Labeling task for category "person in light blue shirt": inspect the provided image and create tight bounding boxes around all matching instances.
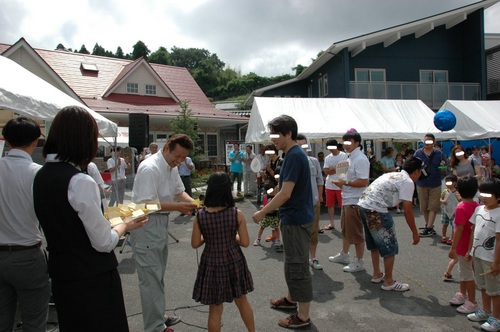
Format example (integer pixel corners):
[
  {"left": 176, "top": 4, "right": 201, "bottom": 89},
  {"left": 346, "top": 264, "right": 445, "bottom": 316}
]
[{"left": 229, "top": 143, "right": 245, "bottom": 197}]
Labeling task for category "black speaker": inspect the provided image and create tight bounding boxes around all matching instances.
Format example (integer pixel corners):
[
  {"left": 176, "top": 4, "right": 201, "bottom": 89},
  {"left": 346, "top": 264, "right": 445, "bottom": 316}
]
[{"left": 128, "top": 113, "right": 149, "bottom": 151}]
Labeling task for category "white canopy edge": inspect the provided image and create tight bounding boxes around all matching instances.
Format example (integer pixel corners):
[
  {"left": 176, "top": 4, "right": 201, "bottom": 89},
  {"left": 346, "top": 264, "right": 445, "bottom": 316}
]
[
  {"left": 245, "top": 97, "right": 457, "bottom": 143},
  {"left": 0, "top": 56, "right": 117, "bottom": 137},
  {"left": 440, "top": 100, "right": 500, "bottom": 140}
]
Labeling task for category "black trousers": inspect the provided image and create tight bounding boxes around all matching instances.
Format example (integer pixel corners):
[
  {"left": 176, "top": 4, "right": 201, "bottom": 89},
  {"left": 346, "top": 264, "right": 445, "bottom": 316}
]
[{"left": 52, "top": 269, "right": 129, "bottom": 332}]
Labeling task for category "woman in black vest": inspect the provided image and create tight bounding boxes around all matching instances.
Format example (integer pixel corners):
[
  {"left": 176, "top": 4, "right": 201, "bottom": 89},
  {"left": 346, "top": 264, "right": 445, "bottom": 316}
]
[{"left": 33, "top": 106, "right": 147, "bottom": 332}]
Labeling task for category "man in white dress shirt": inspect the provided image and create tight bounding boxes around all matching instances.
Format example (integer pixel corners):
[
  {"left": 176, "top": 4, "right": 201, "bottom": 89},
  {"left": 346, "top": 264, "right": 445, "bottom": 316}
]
[
  {"left": 130, "top": 134, "right": 196, "bottom": 332},
  {"left": 0, "top": 117, "right": 50, "bottom": 332}
]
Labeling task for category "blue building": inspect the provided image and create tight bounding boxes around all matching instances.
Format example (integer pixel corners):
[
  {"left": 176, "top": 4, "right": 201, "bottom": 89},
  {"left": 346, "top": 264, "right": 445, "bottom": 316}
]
[{"left": 247, "top": 0, "right": 500, "bottom": 110}]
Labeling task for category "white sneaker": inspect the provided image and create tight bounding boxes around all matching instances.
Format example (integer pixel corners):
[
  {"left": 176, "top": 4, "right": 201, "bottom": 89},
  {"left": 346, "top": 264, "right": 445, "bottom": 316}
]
[
  {"left": 343, "top": 257, "right": 365, "bottom": 273},
  {"left": 309, "top": 259, "right": 323, "bottom": 270},
  {"left": 328, "top": 251, "right": 351, "bottom": 264}
]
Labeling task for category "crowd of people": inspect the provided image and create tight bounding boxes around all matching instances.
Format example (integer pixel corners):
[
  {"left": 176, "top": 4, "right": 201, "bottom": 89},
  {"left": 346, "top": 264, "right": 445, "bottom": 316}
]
[{"left": 0, "top": 106, "right": 500, "bottom": 332}]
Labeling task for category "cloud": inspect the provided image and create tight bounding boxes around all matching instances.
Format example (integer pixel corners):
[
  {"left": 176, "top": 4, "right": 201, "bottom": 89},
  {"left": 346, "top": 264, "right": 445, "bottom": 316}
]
[{"left": 0, "top": 0, "right": 500, "bottom": 76}]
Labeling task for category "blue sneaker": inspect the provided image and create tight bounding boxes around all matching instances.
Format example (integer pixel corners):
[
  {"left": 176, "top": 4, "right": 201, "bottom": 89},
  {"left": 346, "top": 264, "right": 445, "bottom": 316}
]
[
  {"left": 467, "top": 309, "right": 491, "bottom": 322},
  {"left": 481, "top": 316, "right": 500, "bottom": 332}
]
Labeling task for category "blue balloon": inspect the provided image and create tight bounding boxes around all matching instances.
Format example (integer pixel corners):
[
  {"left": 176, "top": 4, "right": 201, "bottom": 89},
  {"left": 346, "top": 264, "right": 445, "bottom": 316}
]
[{"left": 434, "top": 110, "right": 457, "bottom": 131}]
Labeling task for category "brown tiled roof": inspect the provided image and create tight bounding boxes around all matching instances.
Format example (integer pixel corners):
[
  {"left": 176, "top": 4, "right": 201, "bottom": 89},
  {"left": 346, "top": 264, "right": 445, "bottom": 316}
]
[
  {"left": 0, "top": 43, "right": 11, "bottom": 54},
  {"left": 151, "top": 63, "right": 215, "bottom": 108},
  {"left": 35, "top": 49, "right": 131, "bottom": 99},
  {"left": 0, "top": 44, "right": 244, "bottom": 120}
]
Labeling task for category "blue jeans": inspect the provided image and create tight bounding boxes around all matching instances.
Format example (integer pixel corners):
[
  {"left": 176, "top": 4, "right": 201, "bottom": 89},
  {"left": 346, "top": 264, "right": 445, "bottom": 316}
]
[
  {"left": 231, "top": 172, "right": 243, "bottom": 192},
  {"left": 359, "top": 207, "right": 399, "bottom": 258},
  {"left": 0, "top": 248, "right": 50, "bottom": 332}
]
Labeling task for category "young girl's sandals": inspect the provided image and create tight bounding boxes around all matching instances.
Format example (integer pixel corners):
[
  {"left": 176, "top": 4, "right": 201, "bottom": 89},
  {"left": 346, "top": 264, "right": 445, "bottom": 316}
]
[{"left": 443, "top": 272, "right": 455, "bottom": 281}]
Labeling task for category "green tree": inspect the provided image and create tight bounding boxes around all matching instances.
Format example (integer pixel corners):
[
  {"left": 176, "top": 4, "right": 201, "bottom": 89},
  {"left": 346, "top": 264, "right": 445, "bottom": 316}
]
[
  {"left": 78, "top": 44, "right": 90, "bottom": 54},
  {"left": 170, "top": 100, "right": 204, "bottom": 163},
  {"left": 170, "top": 46, "right": 226, "bottom": 97},
  {"left": 132, "top": 40, "right": 151, "bottom": 60},
  {"left": 148, "top": 46, "right": 171, "bottom": 65},
  {"left": 92, "top": 43, "right": 106, "bottom": 56},
  {"left": 292, "top": 64, "right": 307, "bottom": 76},
  {"left": 115, "top": 46, "right": 125, "bottom": 59}
]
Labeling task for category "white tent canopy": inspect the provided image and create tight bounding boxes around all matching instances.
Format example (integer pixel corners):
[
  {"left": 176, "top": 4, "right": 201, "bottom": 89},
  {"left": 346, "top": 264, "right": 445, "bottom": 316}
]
[
  {"left": 245, "top": 97, "right": 456, "bottom": 143},
  {"left": 0, "top": 56, "right": 117, "bottom": 137},
  {"left": 440, "top": 100, "right": 500, "bottom": 140}
]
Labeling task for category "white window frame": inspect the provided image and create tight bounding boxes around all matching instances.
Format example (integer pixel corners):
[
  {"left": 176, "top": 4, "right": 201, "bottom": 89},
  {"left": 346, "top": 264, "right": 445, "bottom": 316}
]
[
  {"left": 354, "top": 68, "right": 386, "bottom": 82},
  {"left": 127, "top": 82, "right": 139, "bottom": 94},
  {"left": 318, "top": 76, "right": 323, "bottom": 97},
  {"left": 323, "top": 74, "right": 328, "bottom": 97},
  {"left": 418, "top": 69, "right": 449, "bottom": 83},
  {"left": 205, "top": 132, "right": 219, "bottom": 158},
  {"left": 144, "top": 84, "right": 156, "bottom": 96}
]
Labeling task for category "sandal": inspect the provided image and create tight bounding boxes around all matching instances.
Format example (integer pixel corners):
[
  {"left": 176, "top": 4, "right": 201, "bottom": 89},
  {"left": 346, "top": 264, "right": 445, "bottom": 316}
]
[
  {"left": 443, "top": 272, "right": 455, "bottom": 281},
  {"left": 380, "top": 281, "right": 410, "bottom": 292}
]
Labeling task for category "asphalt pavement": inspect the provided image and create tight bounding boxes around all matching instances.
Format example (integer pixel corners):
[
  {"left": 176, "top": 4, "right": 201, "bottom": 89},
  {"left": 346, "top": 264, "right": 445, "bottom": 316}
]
[{"left": 36, "top": 192, "right": 480, "bottom": 332}]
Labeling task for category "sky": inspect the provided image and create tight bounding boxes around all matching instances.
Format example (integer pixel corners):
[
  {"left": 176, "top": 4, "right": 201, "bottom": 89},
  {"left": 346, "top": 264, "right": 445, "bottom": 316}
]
[{"left": 0, "top": 0, "right": 500, "bottom": 77}]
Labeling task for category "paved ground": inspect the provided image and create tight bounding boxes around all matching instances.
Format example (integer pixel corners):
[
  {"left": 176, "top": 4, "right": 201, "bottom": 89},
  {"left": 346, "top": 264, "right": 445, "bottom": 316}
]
[{"left": 35, "top": 193, "right": 479, "bottom": 332}]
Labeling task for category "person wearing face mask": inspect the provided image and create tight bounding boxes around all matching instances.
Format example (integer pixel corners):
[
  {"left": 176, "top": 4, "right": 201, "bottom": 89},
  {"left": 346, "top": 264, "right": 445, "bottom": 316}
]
[
  {"left": 130, "top": 134, "right": 196, "bottom": 332},
  {"left": 414, "top": 133, "right": 446, "bottom": 237},
  {"left": 450, "top": 145, "right": 481, "bottom": 180},
  {"left": 328, "top": 129, "right": 370, "bottom": 273}
]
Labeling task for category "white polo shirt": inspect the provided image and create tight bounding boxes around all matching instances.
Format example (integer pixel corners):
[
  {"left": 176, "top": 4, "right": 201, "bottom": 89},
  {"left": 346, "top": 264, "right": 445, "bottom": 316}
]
[
  {"left": 342, "top": 147, "right": 370, "bottom": 205},
  {"left": 132, "top": 149, "right": 185, "bottom": 203},
  {"left": 0, "top": 149, "right": 42, "bottom": 246}
]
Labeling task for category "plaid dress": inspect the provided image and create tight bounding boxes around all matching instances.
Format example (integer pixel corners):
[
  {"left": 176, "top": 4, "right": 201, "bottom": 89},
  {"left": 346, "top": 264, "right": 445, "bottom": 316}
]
[{"left": 193, "top": 207, "right": 253, "bottom": 304}]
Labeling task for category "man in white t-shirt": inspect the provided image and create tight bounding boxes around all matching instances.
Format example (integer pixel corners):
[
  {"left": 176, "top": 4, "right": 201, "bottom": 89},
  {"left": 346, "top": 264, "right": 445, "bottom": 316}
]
[
  {"left": 323, "top": 139, "right": 347, "bottom": 230},
  {"left": 243, "top": 144, "right": 257, "bottom": 196},
  {"left": 106, "top": 146, "right": 130, "bottom": 206},
  {"left": 358, "top": 157, "right": 423, "bottom": 292},
  {"left": 328, "top": 129, "right": 370, "bottom": 273}
]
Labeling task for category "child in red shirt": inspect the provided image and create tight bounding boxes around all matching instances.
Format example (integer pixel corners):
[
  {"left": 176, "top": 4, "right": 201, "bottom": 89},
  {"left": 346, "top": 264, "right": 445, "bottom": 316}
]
[{"left": 448, "top": 176, "right": 479, "bottom": 314}]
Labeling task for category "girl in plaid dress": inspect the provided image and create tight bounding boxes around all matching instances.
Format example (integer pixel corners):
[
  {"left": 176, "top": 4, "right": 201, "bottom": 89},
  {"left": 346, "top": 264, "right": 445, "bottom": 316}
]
[{"left": 191, "top": 172, "right": 255, "bottom": 331}]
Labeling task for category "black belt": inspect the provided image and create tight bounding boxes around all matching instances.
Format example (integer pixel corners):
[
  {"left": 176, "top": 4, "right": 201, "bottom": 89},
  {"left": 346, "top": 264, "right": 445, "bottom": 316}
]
[{"left": 0, "top": 241, "right": 42, "bottom": 251}]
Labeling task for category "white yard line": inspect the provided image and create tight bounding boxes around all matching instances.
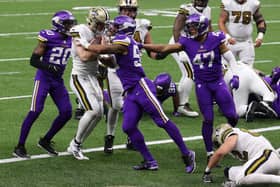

WHAT TO WORK ON: Collect every line in the entries above that contains the word "plaid", and copy each one in full.

RESULT BELOW:
Labeling task for category "plaid dress": inspect the provided image and create tight bounding boxes around all matching instances.
Labeling task for category "girl in plaid dress": inspect the provided image and create tight bounding boxes around all matching instances.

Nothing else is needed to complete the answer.